_SET TASK_:
Scale the records from the line with "wall and produce bounding box coordinates for each." to the line with "[483,450,556,485]", both included, by multiplying every bounding box coordinate by 2.15 and rounding to whole numbers, with halves rounded up. Write out only those lines, including the requests.

_DATA FOR THIS EXERCISE_:
# # # #

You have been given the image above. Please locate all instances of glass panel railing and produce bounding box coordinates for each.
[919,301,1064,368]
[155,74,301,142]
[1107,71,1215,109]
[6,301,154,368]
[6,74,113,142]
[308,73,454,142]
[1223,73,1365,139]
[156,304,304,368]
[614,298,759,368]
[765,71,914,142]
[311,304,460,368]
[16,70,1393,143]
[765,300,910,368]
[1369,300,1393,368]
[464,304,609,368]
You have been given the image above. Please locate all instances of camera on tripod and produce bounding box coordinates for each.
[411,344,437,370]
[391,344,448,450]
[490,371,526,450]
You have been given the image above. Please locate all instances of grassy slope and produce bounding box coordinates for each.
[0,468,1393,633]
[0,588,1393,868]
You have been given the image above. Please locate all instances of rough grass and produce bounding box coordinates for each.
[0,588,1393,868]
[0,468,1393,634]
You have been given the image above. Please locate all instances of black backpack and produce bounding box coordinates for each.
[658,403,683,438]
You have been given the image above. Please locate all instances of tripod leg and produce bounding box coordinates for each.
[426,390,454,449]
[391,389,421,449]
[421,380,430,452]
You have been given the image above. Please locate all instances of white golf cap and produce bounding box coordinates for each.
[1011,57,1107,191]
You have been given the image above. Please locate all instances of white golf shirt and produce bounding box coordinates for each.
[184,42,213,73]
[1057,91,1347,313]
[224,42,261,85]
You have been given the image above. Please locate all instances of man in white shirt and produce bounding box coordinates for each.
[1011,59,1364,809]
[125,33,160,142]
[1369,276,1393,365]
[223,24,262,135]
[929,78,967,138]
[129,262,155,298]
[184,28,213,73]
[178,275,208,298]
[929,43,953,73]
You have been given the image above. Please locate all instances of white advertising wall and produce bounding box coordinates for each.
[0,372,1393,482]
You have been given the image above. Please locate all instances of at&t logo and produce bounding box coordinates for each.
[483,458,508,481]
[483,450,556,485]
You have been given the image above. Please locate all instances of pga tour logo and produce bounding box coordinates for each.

# # # #

_RESPONSE TO THIS EXERCISE_:
You have been given the image above. Please locate all instances of white advertising wall and produce bounding box coordinates for each.
[0,800,2995,1036]
You have been given the image above. Please locate all instances of at&t logo and produce bounding box coordinates for each.
[1038,985,1092,1034]
[1038,968,1195,1043]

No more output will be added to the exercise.